◆ Job:
Rewrite the listing below, replacing every occurrence of "man's" with "person's" and leaving everything else unchanged.

◆ Data for processing:
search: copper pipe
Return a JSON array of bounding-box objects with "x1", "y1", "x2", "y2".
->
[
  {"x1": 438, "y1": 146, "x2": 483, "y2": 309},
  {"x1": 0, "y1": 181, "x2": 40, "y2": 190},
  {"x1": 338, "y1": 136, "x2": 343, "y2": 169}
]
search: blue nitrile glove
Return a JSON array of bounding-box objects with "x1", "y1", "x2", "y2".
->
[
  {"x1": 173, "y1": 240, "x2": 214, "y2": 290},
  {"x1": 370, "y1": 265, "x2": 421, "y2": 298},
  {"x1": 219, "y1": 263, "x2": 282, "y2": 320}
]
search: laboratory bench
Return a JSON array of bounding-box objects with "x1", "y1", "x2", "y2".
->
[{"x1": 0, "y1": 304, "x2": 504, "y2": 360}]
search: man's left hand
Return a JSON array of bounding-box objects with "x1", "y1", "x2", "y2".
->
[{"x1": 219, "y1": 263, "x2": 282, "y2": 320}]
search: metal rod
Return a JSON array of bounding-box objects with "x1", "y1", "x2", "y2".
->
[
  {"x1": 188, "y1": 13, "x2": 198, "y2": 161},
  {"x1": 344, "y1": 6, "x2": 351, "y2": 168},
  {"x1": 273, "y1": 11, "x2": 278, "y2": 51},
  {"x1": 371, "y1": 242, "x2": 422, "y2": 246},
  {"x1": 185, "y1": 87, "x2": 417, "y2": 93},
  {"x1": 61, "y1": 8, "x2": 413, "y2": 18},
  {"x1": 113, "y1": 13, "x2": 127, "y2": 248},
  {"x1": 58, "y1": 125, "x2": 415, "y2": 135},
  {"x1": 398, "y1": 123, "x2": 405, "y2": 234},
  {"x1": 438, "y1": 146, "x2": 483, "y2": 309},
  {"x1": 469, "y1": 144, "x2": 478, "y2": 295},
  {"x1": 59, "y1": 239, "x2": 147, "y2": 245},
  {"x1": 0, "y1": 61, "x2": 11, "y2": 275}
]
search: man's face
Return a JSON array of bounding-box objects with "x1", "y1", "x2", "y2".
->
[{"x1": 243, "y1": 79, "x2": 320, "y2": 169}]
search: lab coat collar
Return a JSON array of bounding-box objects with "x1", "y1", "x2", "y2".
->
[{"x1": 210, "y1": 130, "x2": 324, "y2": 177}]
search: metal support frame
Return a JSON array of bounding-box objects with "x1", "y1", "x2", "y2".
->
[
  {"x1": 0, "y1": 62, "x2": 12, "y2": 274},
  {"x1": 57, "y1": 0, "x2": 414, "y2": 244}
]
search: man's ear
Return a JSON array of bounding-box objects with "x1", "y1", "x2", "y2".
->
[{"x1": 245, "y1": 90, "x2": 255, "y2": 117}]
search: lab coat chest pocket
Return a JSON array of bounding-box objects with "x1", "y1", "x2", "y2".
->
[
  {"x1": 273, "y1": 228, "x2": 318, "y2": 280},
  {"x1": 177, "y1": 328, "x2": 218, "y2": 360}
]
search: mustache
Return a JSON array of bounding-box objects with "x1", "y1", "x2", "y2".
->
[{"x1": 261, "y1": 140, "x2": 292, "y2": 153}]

◆ Written solution:
search: copper pipe
Return a JSON array of bounding-box objects with "x1", "y1", "x2", "y2".
->
[
  {"x1": 438, "y1": 146, "x2": 483, "y2": 309},
  {"x1": 0, "y1": 181, "x2": 40, "y2": 190},
  {"x1": 338, "y1": 136, "x2": 343, "y2": 169}
]
search: blue nitrile glove
Return a JSON array of bounding-box objects with "x1", "y1", "x2", "y2".
->
[
  {"x1": 173, "y1": 240, "x2": 214, "y2": 290},
  {"x1": 370, "y1": 265, "x2": 421, "y2": 298},
  {"x1": 219, "y1": 263, "x2": 282, "y2": 320}
]
search: laboratory bench
Return a JSON array of bounding-box objects with "x1", "y1", "x2", "y2".
->
[{"x1": 0, "y1": 304, "x2": 504, "y2": 360}]
search: person's left hand
Return a JSON array of bounding-box objects with "x1", "y1", "x2", "y2".
->
[{"x1": 219, "y1": 263, "x2": 282, "y2": 320}]
search: metal rod
Return a JSON array of bounding-box objects with "x1", "y1", "x2", "y2".
->
[
  {"x1": 188, "y1": 13, "x2": 198, "y2": 161},
  {"x1": 344, "y1": 6, "x2": 351, "y2": 168},
  {"x1": 273, "y1": 11, "x2": 278, "y2": 51},
  {"x1": 371, "y1": 242, "x2": 422, "y2": 246},
  {"x1": 185, "y1": 87, "x2": 417, "y2": 93},
  {"x1": 61, "y1": 8, "x2": 413, "y2": 18},
  {"x1": 113, "y1": 13, "x2": 127, "y2": 248},
  {"x1": 58, "y1": 125, "x2": 415, "y2": 135},
  {"x1": 398, "y1": 123, "x2": 405, "y2": 234},
  {"x1": 438, "y1": 146, "x2": 483, "y2": 309},
  {"x1": 469, "y1": 144, "x2": 478, "y2": 295},
  {"x1": 59, "y1": 239, "x2": 147, "y2": 245},
  {"x1": 0, "y1": 61, "x2": 11, "y2": 275}
]
search: person's face
Return a JSON array of bounding-box objects with "x1", "y1", "x2", "y2".
->
[{"x1": 243, "y1": 79, "x2": 320, "y2": 169}]
search: lab coat collar
Return a JSON array of bounding-box objects with "x1", "y1", "x2", "y2".
->
[{"x1": 210, "y1": 130, "x2": 324, "y2": 177}]
search: metal support frame
Return a JSON array of bounding-box objects with "x1", "y1", "x2", "y2".
->
[
  {"x1": 0, "y1": 62, "x2": 12, "y2": 274},
  {"x1": 57, "y1": 0, "x2": 414, "y2": 244}
]
search: person's ear
Return a JSON array of bounding-box objects with "x1", "y1", "x2", "y2".
->
[{"x1": 245, "y1": 90, "x2": 255, "y2": 117}]
search: lab coat chest pocket
Return a JSON array of bounding-box objects with "x1", "y1", "x2", "y2".
->
[
  {"x1": 273, "y1": 228, "x2": 318, "y2": 280},
  {"x1": 177, "y1": 328, "x2": 218, "y2": 360}
]
search: mustache
Return a JSON array of bounding-box objects with "x1", "y1", "x2", "y2".
->
[{"x1": 261, "y1": 140, "x2": 292, "y2": 153}]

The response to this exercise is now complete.